▶ **Problem to work on**:
List every line in the records below that contains the string "cardboard".

▶ **Task inputs**:
• • • • •
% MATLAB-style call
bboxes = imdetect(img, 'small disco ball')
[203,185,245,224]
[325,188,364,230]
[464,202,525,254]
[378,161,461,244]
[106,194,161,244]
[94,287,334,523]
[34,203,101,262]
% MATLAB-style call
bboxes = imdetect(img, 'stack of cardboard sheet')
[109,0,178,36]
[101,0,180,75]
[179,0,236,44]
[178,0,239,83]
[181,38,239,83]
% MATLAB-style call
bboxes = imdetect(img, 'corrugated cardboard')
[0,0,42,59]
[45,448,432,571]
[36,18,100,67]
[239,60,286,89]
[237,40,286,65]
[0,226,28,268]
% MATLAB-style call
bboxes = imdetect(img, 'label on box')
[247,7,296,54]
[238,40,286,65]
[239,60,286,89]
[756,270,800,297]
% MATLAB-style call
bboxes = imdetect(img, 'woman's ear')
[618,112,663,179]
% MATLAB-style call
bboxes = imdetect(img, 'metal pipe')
• • • • •
▶ **The reply**:
bboxes = imdetect(img, 'stack of cardboard sheet')
bboxes = imdetect(img, 'corrugated cardboard')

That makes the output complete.